EXTRACT TO READ:
Image source: erhui1979/www.istockphoto.comAs investors gear up for yet another earnings season, the Indian equity markets are getting tense, and for good reason.
Tariffs, inflation, geopolitical risks - investors are tracking all of these factors closely.
One more thing that's getting attention these days is rising institutional holding in stocks. When institutional holdings in a stock begin to climb quarter after quarter, it's a signal worth watching.
The recent March 2025 shareholding data reveals a clear trend: rising stakes in select companies with solid fundamentals and scalable business models.
In this article, we spotlight five such stocks that are quietly adding to their institutional holdings. These companies have seen buying from FIIs as well as DIIs.
Let's take a closer look.
First on the list is Tips Music, erstwhile Tips Industries.
In the most recent quarter, the company saw its FII holdings rise to 8.22% from 7.42%. Overall, FII holding has seen a stark increase from 0.4% in September 2023 to over 8% at present.
Established in 1996, Tips Music specializes in the production and distribution of motion pictures and the acquisition and exploitation of music rights. The company is a major producer of Punjabi films in India.
Over the past two decades, it has produced around 40 Hindi films and licenses out its theatrical, satellite, and other rights to distributors and broadcasters.
All of the company's revenue comes from licensing fees, with 75% derived from digital platforms, where YouTube contributes 45-50% and the rest comes from other platforms. The remaining 25% of revenue is generated through television and public performances.
Coming to its financials, for the first 9 months of FY25, TIPS reported a 30.2% revenue growth, fuelled by strong performance on digital platforms. EBITDA grew 32.1%, with margins increasing to 72.9% from 71.9% in 9MFY24.
Looking forward, the management is projecting another 30% revenue growth in the next financial year.

MATERIAL PROVIDED:
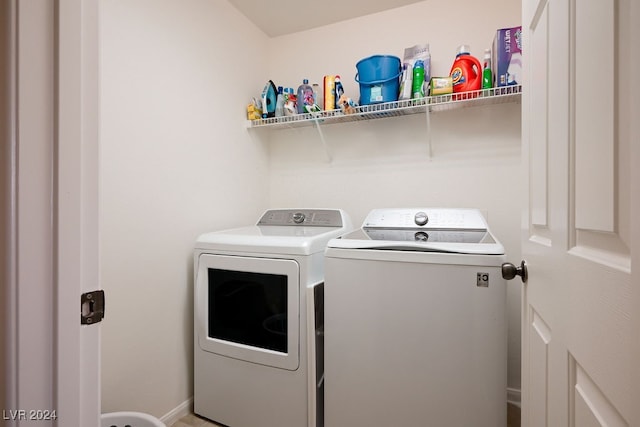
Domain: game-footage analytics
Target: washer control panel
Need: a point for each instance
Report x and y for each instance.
(303, 217)
(432, 218)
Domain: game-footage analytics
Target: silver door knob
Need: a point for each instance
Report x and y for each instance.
(510, 271)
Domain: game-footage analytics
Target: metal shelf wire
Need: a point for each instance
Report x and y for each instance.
(499, 95)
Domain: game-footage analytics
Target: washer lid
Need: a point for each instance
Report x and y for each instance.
(282, 231)
(423, 229)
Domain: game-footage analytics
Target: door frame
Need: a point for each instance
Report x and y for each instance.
(49, 223)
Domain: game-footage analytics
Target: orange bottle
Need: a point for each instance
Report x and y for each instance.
(466, 71)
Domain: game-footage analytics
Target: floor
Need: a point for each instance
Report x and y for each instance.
(513, 419)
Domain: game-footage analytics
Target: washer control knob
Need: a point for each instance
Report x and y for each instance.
(421, 236)
(421, 218)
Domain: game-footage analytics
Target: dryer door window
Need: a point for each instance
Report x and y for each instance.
(248, 308)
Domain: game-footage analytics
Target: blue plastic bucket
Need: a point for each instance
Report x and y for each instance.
(379, 79)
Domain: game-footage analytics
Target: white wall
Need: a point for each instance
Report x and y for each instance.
(475, 158)
(176, 161)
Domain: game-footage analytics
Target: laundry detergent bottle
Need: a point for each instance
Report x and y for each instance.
(466, 71)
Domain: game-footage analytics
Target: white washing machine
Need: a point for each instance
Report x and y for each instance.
(415, 322)
(258, 305)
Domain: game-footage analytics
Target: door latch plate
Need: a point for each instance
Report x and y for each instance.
(91, 307)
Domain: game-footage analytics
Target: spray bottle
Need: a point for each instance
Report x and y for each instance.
(487, 77)
(418, 80)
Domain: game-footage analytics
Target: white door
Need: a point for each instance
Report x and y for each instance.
(49, 243)
(580, 147)
(76, 161)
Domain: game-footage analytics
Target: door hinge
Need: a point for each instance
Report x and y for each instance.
(91, 307)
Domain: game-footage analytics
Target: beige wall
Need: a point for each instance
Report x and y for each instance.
(176, 161)
(5, 200)
(475, 158)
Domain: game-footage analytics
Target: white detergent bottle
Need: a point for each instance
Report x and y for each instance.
(305, 96)
(280, 103)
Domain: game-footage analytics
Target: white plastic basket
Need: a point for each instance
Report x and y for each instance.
(129, 419)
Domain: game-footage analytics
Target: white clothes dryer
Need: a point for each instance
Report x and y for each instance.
(415, 322)
(258, 317)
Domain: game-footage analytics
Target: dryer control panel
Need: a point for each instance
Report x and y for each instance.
(303, 217)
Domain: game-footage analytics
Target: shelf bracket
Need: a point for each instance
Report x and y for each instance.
(428, 114)
(324, 142)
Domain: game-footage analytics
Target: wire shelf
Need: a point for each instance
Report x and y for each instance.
(498, 95)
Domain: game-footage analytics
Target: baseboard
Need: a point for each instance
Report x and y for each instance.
(185, 408)
(513, 396)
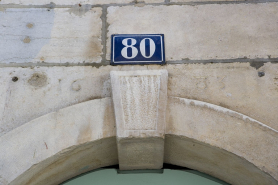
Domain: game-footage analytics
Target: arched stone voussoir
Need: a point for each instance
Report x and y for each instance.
(60, 145)
(227, 130)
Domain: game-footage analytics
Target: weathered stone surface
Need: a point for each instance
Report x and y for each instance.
(42, 90)
(190, 153)
(184, 1)
(140, 99)
(57, 35)
(202, 32)
(235, 86)
(226, 129)
(62, 2)
(50, 139)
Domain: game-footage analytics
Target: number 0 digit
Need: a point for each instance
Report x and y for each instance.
(143, 47)
(134, 50)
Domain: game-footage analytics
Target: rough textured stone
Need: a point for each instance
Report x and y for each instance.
(225, 129)
(57, 35)
(42, 90)
(188, 152)
(202, 32)
(235, 86)
(184, 1)
(65, 134)
(140, 99)
(62, 2)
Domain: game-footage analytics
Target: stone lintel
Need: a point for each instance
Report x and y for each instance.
(140, 99)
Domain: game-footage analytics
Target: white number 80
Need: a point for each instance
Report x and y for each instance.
(134, 50)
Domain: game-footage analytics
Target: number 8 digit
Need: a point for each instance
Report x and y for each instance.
(134, 50)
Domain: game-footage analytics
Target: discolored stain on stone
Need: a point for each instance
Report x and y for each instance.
(85, 134)
(256, 65)
(79, 9)
(27, 40)
(30, 25)
(38, 80)
(15, 79)
(76, 86)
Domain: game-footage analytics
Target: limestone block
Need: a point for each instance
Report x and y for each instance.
(226, 129)
(60, 35)
(42, 90)
(203, 32)
(140, 99)
(236, 86)
(63, 2)
(57, 135)
(233, 169)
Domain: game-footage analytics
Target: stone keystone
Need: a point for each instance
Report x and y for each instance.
(140, 99)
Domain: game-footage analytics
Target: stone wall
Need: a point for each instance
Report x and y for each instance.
(55, 54)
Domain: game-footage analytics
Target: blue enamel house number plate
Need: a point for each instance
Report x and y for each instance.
(137, 49)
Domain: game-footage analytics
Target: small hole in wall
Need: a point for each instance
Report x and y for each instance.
(14, 79)
(261, 74)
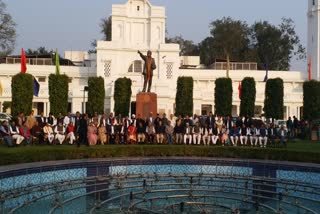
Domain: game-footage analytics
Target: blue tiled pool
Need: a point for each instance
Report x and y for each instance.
(162, 185)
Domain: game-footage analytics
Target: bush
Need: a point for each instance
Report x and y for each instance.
(122, 96)
(223, 97)
(273, 103)
(22, 94)
(58, 93)
(248, 97)
(96, 95)
(311, 99)
(184, 96)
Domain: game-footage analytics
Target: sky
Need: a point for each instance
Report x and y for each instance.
(73, 24)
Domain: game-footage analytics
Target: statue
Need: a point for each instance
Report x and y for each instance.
(149, 66)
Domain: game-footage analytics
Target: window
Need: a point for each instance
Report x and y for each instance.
(136, 67)
(107, 68)
(41, 79)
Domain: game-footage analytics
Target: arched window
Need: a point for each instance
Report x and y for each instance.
(136, 67)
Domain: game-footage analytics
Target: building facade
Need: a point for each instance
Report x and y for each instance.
(138, 25)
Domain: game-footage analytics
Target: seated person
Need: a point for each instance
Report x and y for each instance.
(160, 131)
(15, 134)
(169, 132)
(5, 133)
(187, 134)
(25, 132)
(151, 132)
(70, 133)
(60, 132)
(48, 133)
(37, 132)
(102, 134)
(263, 139)
(196, 131)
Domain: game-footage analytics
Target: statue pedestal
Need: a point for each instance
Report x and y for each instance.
(146, 103)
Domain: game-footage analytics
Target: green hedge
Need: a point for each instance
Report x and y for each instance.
(96, 95)
(248, 97)
(311, 99)
(184, 96)
(22, 94)
(122, 96)
(58, 93)
(273, 103)
(223, 97)
(52, 153)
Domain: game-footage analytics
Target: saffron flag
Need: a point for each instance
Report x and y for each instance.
(57, 62)
(267, 72)
(23, 62)
(310, 69)
(240, 90)
(36, 87)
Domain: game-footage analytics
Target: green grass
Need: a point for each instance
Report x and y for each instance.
(300, 151)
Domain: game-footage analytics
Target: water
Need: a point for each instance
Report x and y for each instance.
(162, 186)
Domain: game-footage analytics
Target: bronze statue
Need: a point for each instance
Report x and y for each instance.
(149, 66)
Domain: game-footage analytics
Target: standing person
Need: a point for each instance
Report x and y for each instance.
(132, 134)
(141, 132)
(169, 132)
(5, 132)
(70, 133)
(25, 132)
(48, 133)
(92, 134)
(60, 133)
(149, 67)
(83, 129)
(196, 131)
(15, 134)
(102, 134)
(160, 131)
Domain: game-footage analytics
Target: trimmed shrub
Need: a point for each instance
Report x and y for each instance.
(96, 95)
(223, 97)
(273, 103)
(248, 97)
(311, 99)
(22, 94)
(58, 93)
(122, 96)
(184, 96)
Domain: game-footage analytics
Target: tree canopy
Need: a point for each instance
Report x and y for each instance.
(7, 31)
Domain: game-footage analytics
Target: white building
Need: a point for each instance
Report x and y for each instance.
(138, 25)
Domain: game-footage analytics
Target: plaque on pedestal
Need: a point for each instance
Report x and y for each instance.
(146, 103)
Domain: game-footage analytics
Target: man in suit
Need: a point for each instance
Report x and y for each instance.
(149, 66)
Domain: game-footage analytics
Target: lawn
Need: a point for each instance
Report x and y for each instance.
(301, 151)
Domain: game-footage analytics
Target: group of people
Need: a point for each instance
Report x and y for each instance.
(103, 129)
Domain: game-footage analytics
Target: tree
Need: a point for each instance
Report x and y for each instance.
(230, 36)
(39, 51)
(273, 103)
(7, 31)
(223, 97)
(311, 99)
(276, 45)
(106, 28)
(122, 96)
(248, 97)
(58, 93)
(184, 96)
(96, 95)
(22, 94)
(187, 47)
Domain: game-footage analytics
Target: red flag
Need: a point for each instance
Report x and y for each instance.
(240, 90)
(310, 69)
(23, 62)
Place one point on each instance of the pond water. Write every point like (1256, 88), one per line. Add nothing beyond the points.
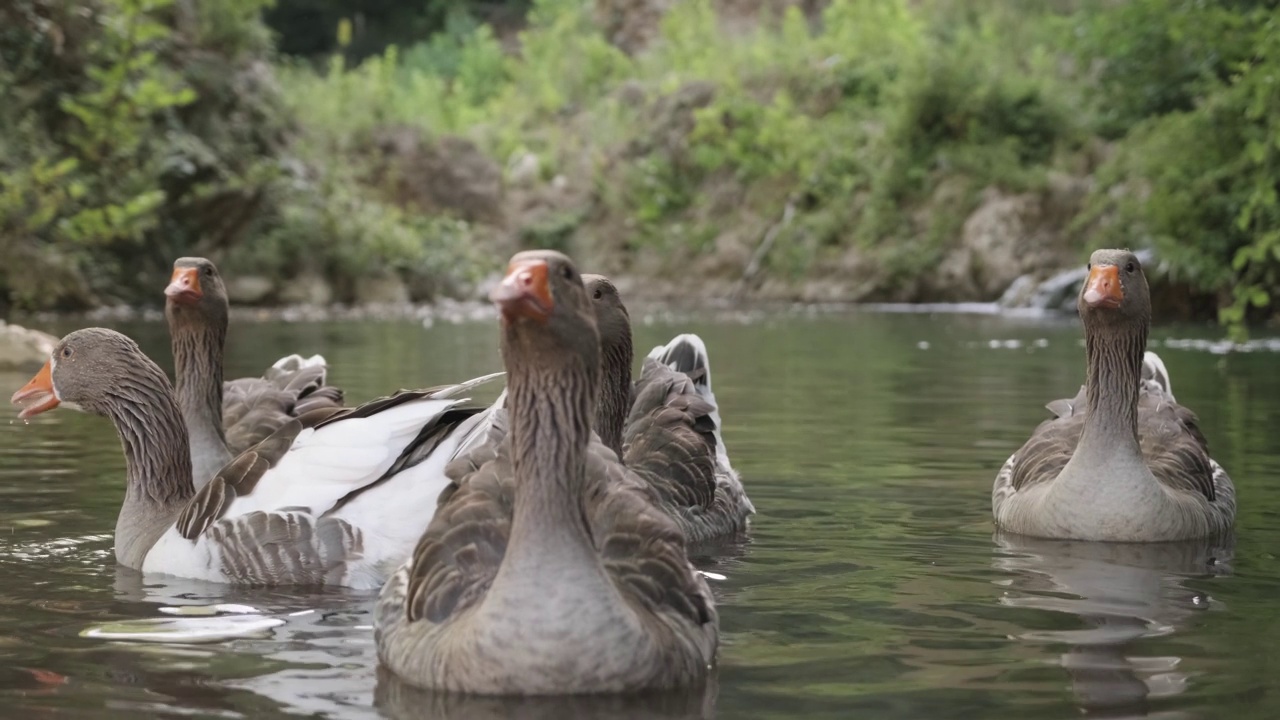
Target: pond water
(872, 582)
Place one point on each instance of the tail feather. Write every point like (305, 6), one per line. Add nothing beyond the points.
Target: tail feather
(1153, 370)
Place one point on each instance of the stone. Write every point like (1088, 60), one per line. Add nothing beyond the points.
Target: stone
(307, 288)
(449, 174)
(383, 288)
(22, 349)
(248, 290)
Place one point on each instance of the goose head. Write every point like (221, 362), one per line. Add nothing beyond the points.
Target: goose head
(611, 315)
(196, 292)
(85, 370)
(1115, 294)
(545, 308)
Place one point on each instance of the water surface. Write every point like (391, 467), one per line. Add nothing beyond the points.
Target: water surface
(872, 582)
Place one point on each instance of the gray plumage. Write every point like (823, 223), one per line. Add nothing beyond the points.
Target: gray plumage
(256, 523)
(667, 427)
(227, 418)
(1121, 460)
(549, 566)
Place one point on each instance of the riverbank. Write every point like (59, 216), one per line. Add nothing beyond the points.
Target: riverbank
(764, 150)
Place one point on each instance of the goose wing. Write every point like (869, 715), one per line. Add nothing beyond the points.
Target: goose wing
(324, 499)
(255, 408)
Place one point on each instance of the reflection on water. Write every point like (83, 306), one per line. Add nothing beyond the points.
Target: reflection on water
(871, 584)
(403, 702)
(1121, 593)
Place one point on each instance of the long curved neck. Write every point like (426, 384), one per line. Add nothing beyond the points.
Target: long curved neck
(549, 396)
(156, 458)
(1114, 356)
(197, 356)
(611, 411)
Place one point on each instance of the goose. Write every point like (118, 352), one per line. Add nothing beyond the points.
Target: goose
(224, 419)
(334, 499)
(549, 566)
(1121, 461)
(667, 427)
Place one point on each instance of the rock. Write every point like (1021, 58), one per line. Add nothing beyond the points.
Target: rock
(1006, 237)
(524, 169)
(1019, 294)
(451, 174)
(630, 24)
(248, 290)
(385, 288)
(23, 349)
(307, 288)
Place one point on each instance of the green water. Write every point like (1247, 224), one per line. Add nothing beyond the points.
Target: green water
(872, 583)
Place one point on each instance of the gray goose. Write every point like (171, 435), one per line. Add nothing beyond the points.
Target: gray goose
(228, 418)
(549, 568)
(341, 501)
(1123, 460)
(667, 425)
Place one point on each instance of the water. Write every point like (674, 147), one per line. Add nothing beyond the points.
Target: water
(872, 584)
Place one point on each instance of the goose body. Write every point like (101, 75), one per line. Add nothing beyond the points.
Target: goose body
(667, 425)
(337, 497)
(1123, 460)
(225, 418)
(549, 566)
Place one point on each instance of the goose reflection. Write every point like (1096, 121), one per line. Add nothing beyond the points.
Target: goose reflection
(1121, 593)
(400, 701)
(323, 661)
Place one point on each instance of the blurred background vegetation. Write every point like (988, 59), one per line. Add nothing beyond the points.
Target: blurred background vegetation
(844, 149)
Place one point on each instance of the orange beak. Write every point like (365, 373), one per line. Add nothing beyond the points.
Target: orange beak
(525, 292)
(184, 286)
(39, 395)
(1102, 288)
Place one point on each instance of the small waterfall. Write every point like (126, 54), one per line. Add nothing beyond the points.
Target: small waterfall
(1056, 294)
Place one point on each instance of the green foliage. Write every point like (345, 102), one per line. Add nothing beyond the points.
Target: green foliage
(1202, 181)
(82, 162)
(878, 123)
(1157, 57)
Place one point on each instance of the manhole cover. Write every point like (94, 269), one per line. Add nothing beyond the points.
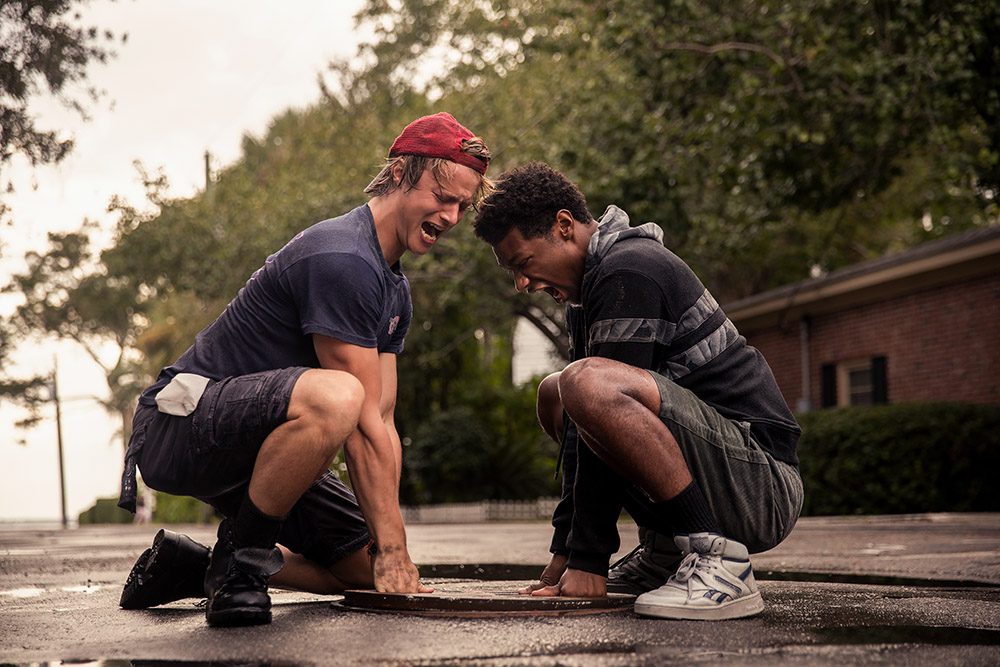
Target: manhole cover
(498, 599)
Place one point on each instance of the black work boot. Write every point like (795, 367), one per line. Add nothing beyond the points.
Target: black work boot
(170, 570)
(236, 581)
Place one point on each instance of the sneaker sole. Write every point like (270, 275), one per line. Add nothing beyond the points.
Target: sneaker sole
(238, 616)
(739, 608)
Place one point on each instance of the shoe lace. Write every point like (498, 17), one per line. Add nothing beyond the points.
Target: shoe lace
(690, 565)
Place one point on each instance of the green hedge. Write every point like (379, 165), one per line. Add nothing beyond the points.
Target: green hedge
(105, 510)
(912, 457)
(181, 509)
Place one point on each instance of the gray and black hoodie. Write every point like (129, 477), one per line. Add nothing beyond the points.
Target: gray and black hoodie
(642, 305)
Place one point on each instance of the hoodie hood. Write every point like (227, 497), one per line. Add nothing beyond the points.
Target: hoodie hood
(612, 227)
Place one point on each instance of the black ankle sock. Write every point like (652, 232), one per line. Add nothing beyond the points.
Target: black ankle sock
(687, 512)
(253, 528)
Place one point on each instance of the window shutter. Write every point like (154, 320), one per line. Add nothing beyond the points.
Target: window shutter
(828, 385)
(880, 384)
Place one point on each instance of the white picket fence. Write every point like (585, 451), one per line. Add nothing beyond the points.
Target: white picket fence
(485, 510)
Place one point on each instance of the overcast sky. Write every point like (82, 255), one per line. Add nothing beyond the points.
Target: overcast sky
(192, 76)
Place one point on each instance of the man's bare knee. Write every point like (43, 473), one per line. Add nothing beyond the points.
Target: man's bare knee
(601, 388)
(329, 399)
(549, 407)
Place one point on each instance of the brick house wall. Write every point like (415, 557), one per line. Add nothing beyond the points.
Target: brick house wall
(941, 344)
(938, 333)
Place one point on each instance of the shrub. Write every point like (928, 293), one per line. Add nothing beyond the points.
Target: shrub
(105, 510)
(911, 457)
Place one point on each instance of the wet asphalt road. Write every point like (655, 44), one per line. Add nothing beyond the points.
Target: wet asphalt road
(915, 590)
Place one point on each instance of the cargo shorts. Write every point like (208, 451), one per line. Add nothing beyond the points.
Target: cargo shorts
(210, 453)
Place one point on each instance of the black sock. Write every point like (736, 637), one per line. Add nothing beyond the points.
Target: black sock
(687, 512)
(253, 528)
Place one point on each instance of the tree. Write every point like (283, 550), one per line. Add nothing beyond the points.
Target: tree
(65, 294)
(765, 138)
(43, 49)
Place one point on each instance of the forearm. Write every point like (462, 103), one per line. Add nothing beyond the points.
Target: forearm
(373, 463)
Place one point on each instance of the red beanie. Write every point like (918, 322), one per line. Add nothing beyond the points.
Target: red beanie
(440, 136)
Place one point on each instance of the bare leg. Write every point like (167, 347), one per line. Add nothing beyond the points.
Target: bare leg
(616, 410)
(322, 413)
(549, 407)
(301, 574)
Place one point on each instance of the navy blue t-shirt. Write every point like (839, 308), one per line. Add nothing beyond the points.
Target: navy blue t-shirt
(331, 279)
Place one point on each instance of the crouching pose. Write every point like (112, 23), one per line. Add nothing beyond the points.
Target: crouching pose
(664, 410)
(301, 363)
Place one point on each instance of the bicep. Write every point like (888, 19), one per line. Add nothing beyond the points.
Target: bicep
(387, 369)
(361, 362)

TASK DIRECTIONS:
Carry on the article above about Indian stocks with rising institutional holdings, starting right after its final sentence.

ANSWER BOX:
Lloyds Metals & Energy (LSIL) is a prominent player in the manufacturing of sponge iron, power generation, and mining activities.
As one of India's largest iron ore merchant miners, LSIL has secured a strong foothold in the mining and energy sector.
In the fourth quarter of FY25, the company saw its mutual fund holding rise to 1.7% from 1.5%. At the same time, FII holding also inched up to 2.1% from 1.9% in the previous quarter.
Over the years, the company has expanded its operations significantly. It owns a mining lease for over 350 hectares of iron ore at Surjagarh Village in Maharashtra, with a long-term lease valid until 2057.
LSIL is also actively investing in expanding its facilities. The company plans to increase its iron ore facility capacity to 55 MTPA and lay down an 85 km slurry pipeline, with 45 km already completed.
Additionally, the company is building a 360-kilotonne DRI plant to further enhance its capacity.
The financial performance of LSIL has been impressive. Over the last five years, the company's sales have grown at a compounded annual growth rate (CAGR) of 44.9%, to Rs 6,242 m in FY24.
This growth has been bolstered by strong sales over the last two years, with profits soaring at a CAGR of 94.4%, to Rs 798 m.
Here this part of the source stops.